- **Selected extract**
Milestone 1: Setting up an Intermediate Storage for Landmarks

Now that we know where and how to select landmarks, we need to build a storage space to store them. Following Valhalla’s conventions, we opted to build a separate SQLite database to serve as the hub for storing landmarks data. This database was designed with a straightforward schema which consists of an id, landmark name, landmark type, and geographical coordinates represented by longitude and latitude. Spatial index is added to support and optimize spatial queries.

Database interactions implemented include classic putting and fetching. We also made sure to support spatial queries - getting all records in a given bounding box, i.e. getting all landmarks that are located within a defined geographic rectangle.

Landmark Intermediate Storage PR1 - database

Landmark Intermediate Storage PR2 - interaction

What’s cool is that we used the C++ pimpl idiom to implement our landmark database API. It is a powerful one especially for API design, allowing the designer to offer up the API interface without exposing the implementation details, effectively giving the API a private implementation.

Landmark Intermediate Storage PR3 - pimpl

Milestone 2: Parse Landmarks From Data Source to Intermediate Storage

With a designated storage now in place, our attention turned to the task of parsing landmarks from their data source, namely the PBF files. We confronted a design decision concerning the parsing process: whether to embed it within the tile-building pipeline or to develop a separate process capable of enriching an already established graph tile when necessary. We went with the second option because it gives us more flexibility for both testing and execution, especially since this is a prototype for a major feature.

“valhalla_build_landmarks”, the separate executable we build, is capable of extracting and parsing POIs from OSM PBF files and storing them as landmarks in the landmark SQLite database.

Landmark Parser PR

Milestone 3: Enhance Tile Storage to support landmarks

Once we’ve gathered all the data on landmarks, the next step is to incorporate this information into the graph tiles that actually fuel our routing system. To make room for landmarks, we made updates to the data structures within these graph tiles. Specifically, we tweaked the edge info data structure to accommodate associated landmarks which are encoded and stored as tagged values.

It’s worth mentioning that it took us some time to find and resolve the problem caused by null bytes. It’s also one of the triggers why we refactored the edgeinfo.cc file.

Point annotation records
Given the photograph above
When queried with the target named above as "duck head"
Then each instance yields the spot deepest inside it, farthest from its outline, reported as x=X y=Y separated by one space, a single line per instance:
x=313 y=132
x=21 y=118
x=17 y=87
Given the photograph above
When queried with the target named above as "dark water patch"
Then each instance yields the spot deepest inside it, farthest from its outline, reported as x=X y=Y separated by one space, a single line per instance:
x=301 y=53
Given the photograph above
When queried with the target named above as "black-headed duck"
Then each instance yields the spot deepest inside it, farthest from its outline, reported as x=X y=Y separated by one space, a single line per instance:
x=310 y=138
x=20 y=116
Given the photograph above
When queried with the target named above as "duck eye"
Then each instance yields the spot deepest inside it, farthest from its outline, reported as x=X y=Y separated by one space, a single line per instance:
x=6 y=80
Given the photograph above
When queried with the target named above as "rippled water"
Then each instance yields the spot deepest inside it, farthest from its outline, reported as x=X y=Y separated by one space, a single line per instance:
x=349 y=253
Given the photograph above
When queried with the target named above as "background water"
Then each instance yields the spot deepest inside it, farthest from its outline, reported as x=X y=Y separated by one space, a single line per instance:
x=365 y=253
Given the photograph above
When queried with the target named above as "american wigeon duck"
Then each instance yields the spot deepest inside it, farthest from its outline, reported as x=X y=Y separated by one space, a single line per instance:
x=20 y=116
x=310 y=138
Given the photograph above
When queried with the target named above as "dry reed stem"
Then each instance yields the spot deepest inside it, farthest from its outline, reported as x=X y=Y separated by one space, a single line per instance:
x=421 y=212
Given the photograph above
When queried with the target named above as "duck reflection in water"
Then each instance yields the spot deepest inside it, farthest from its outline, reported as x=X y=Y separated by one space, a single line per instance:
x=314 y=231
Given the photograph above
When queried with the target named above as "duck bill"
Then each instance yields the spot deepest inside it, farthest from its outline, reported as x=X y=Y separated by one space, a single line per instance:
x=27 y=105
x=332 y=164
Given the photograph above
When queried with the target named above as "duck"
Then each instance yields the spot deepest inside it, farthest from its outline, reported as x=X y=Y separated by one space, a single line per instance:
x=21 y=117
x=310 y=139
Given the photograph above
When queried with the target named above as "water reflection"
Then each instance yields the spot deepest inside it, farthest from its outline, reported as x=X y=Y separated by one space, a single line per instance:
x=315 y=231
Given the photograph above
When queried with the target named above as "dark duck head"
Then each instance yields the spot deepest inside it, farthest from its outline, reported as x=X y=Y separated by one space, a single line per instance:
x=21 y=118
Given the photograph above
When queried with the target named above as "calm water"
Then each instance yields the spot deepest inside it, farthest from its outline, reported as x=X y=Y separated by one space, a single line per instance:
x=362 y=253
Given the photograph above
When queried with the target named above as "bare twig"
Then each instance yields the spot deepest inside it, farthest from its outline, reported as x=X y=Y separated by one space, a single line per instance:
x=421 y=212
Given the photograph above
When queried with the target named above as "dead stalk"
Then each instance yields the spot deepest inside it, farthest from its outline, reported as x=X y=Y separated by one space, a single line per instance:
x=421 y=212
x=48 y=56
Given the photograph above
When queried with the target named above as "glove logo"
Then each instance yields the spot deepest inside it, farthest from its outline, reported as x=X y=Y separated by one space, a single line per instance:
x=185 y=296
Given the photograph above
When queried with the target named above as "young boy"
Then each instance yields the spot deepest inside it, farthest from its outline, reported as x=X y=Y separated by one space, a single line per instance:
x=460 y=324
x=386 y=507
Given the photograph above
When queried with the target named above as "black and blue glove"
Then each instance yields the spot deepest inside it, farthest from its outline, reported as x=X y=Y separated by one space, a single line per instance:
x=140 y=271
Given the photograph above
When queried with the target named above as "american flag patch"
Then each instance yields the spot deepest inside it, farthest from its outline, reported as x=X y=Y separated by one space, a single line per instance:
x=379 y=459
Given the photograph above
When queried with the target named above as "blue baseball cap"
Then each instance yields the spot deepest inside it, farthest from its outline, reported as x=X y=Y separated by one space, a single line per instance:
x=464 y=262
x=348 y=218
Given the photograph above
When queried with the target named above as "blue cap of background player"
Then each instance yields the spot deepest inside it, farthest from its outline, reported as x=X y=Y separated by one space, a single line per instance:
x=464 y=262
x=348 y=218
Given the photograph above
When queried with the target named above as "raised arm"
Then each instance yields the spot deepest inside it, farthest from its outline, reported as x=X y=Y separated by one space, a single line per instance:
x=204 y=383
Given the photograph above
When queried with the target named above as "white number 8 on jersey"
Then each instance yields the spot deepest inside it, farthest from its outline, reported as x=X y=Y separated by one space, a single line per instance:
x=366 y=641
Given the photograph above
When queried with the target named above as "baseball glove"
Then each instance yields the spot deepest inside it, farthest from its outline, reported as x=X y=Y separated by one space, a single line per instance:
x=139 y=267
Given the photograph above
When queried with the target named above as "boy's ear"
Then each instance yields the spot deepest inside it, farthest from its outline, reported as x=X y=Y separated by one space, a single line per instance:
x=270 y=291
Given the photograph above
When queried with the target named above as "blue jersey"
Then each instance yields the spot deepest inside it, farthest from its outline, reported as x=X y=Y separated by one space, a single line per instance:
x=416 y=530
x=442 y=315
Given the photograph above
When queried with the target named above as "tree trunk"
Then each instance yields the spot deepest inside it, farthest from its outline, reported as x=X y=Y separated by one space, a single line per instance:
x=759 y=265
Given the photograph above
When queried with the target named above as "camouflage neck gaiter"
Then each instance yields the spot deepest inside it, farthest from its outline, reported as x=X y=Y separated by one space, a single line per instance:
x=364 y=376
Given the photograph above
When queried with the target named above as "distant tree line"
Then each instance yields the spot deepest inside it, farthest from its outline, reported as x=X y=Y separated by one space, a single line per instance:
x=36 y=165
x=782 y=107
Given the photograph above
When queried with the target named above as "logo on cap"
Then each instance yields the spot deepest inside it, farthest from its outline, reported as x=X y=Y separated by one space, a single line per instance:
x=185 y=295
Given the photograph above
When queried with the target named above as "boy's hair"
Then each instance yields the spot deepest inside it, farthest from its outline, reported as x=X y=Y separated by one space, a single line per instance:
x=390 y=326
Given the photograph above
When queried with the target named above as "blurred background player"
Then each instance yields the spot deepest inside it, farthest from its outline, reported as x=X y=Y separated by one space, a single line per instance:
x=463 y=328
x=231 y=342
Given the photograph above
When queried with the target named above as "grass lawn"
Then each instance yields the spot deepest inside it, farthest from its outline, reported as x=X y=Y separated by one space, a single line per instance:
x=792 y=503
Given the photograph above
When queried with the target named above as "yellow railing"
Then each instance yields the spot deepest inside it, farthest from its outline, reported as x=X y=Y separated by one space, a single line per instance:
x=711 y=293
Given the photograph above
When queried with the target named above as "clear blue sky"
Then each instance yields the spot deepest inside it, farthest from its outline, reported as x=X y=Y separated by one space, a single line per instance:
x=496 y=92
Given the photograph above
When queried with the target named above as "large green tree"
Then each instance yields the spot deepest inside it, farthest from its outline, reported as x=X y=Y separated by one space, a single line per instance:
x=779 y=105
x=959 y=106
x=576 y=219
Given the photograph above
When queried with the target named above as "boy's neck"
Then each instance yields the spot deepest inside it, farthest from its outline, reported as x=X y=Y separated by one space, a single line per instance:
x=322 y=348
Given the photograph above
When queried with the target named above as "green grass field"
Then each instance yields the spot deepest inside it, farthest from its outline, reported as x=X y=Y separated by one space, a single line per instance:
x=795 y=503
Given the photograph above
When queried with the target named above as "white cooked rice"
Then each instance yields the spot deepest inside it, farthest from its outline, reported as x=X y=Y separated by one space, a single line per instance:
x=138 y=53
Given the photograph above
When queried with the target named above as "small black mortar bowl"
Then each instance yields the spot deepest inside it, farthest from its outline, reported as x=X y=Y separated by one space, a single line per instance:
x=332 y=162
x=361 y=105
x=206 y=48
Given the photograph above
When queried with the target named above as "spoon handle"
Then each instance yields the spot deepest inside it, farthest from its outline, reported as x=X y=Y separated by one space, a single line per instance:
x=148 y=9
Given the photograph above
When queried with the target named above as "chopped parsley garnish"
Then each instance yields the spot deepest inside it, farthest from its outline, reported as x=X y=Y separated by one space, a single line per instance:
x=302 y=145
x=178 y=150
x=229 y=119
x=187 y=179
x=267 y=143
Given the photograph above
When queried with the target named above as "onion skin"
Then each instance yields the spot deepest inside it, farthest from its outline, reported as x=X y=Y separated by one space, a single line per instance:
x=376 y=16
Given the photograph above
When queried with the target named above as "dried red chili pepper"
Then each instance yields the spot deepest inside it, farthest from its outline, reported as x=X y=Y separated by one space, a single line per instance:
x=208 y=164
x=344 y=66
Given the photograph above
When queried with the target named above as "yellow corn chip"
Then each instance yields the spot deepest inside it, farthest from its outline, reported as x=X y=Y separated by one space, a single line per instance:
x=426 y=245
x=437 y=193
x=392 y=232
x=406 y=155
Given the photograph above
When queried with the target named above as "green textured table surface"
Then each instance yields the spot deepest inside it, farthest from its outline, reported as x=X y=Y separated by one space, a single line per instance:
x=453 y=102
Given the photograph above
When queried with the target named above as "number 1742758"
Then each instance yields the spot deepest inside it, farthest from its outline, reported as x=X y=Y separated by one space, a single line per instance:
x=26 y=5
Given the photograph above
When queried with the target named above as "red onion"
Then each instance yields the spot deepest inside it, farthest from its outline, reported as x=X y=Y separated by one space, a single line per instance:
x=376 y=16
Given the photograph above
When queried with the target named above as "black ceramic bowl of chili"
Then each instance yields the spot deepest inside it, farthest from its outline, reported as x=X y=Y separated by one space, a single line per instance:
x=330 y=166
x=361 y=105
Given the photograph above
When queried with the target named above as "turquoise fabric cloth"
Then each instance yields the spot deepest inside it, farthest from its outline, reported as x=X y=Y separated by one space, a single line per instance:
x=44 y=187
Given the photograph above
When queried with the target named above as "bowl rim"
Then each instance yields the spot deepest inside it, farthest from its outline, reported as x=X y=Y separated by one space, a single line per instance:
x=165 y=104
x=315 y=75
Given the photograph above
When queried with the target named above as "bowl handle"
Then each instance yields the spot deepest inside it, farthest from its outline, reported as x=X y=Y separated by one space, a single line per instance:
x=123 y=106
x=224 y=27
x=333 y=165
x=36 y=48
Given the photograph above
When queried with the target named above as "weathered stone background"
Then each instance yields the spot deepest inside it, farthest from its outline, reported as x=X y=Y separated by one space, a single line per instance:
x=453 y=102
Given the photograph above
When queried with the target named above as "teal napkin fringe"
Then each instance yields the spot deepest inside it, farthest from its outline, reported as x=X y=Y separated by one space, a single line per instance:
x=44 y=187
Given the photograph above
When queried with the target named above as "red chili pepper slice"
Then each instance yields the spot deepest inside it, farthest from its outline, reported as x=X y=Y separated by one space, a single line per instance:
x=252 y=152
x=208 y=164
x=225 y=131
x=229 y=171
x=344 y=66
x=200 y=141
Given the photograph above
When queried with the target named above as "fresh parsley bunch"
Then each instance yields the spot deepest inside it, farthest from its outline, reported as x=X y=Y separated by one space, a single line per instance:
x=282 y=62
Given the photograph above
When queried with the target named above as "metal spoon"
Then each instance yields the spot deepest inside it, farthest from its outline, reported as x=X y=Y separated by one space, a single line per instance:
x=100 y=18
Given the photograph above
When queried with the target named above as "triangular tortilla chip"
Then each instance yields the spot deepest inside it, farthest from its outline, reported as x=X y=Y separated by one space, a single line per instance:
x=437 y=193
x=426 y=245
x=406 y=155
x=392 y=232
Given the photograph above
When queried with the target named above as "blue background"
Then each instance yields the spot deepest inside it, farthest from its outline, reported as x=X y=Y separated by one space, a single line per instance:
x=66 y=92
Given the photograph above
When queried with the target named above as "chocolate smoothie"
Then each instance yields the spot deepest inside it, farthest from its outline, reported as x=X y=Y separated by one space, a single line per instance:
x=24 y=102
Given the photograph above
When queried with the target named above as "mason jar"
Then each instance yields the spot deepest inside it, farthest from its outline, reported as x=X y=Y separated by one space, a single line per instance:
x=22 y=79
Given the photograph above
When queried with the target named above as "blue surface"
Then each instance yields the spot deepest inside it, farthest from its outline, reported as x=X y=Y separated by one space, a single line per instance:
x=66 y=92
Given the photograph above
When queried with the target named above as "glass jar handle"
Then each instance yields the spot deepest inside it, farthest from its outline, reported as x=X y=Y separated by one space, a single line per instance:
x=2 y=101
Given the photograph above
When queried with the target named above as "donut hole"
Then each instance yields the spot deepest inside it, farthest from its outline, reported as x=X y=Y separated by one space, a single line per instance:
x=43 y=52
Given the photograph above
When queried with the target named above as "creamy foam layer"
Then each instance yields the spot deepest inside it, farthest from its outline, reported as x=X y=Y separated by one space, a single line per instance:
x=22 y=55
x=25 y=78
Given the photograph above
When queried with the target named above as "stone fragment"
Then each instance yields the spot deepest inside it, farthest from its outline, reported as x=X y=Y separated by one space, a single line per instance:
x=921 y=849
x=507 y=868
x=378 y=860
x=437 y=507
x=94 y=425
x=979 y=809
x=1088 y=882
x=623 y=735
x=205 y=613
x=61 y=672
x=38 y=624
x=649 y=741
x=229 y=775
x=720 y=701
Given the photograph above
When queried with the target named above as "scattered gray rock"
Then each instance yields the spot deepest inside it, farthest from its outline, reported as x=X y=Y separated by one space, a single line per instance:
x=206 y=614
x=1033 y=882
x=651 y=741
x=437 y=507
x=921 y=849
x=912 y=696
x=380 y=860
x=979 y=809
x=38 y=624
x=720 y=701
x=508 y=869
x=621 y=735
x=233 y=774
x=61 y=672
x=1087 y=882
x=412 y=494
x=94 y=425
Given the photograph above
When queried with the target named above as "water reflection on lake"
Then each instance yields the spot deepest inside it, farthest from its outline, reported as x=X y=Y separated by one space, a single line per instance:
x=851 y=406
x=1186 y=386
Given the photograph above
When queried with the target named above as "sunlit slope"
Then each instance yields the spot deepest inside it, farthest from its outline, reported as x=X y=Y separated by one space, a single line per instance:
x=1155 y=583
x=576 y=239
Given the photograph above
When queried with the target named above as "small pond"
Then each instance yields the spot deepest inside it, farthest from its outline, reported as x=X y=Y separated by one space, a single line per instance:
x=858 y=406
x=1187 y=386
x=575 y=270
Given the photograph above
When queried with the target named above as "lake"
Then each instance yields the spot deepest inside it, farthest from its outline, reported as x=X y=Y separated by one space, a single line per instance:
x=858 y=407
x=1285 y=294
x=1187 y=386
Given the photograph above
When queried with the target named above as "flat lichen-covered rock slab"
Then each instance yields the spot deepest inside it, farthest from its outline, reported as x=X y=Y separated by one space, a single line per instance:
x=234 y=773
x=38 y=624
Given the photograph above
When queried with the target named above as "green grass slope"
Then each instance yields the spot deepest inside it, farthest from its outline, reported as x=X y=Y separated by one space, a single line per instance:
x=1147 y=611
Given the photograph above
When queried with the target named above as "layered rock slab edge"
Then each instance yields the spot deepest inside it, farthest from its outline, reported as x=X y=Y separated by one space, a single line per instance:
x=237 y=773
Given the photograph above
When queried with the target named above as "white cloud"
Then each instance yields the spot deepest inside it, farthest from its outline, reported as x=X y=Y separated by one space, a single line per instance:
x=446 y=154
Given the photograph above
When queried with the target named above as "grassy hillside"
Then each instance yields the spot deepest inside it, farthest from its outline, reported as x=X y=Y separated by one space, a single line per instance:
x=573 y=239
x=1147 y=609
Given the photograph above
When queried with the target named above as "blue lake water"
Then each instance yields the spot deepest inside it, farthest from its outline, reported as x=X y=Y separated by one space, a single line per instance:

- **Your instructions**
Please resume the write-up on adding landmarks to Valhalla, starting right after its last sentence.

- **Response to the exercise**
Enhance Tile Storage to Support Landmarks PR

Milestone 4: Associate Landmarks with Edges and Add to Tiles

The challenge at hand is how do we decide which landmarks should be paired with which edges. It is not so straightforward given the fact that all we have is the graph tiles and a database that contains all landmarks, relevant and irrelevant ones. Here’s how we cracked it: First, we pinpoint the area of interest on the graph tile and fetch all the landmarks within that zone. Then, for each landmark, we call Loki::Search to locate nearby edges. We make these search results into pairs, with each pair consisting of an edge ID and a landmark ID. Once we’ve got this sorted, merge and sort these pairs by edge ID. This step reveals which landmarks should be associated with each edge. Finally, we update the graph tiles to store these associations between edges and landmarks in the edge info.

As both searching for correlations between landmarks and edges and updating graph tiles involve substantial amounts of data processing, we’ve designed some mechanism to distribute workload evenly across threads in both cases. One more thing: updating graph tiles is much trickier than generating new ones. It requires an in-depth understanding of the data structures nestled within the tiles, and involves a great deal of manipulation on edge info offset. Currently, we are updating these offsets in an effective yet somewhat slow manner, which unfortunately introduces a performance bottleneck. Hopefully we can find a way to optimize it in the future.

Update Tile Storage to add Landmark Associations PR

Milestone 5: Update maneuver generation to add landmarks

In the navigation world, a “maneuver” refers to a specific action or instruction that a driver or traveler needs to perform at a particular point along their route. These maneuvers can range from turns and merges to exits and more. Think of them as your GPS’s way of saying, “Hey, make a right here!” In this milestone, we updated the maneuver generation process where a routing result is built into user-facing maneuvers, allowing landmarks to come along together.

Although route results coming from the routing service already include landmark data, we feel it’s not enough. So, we went the extra mile by incorporating additional information. This includes the distance from each landmark to the maneuver point and whether a landmark was on the same side of the road as the maneuver direction. The former is pretty intuitive - using the closest landmark to the maneuver point leads to better direction support. The latter means if the maneuver is to turn left then we should use some landmark on the left side as well, and vice versa. It is particularly handy when a traveler encounters wide urban streets or in case something blocking sights.

We managed to get these two additional pieces of information, and updated our Protobuf to handle the new data structure in maneuvers. Now, every maneuver comes with landmarks which have information about name, type, longitude, latitude, distance, and even which side of the road the landmark buddy is on.

Update Maneuver generation PR

Time to step into the last milestone!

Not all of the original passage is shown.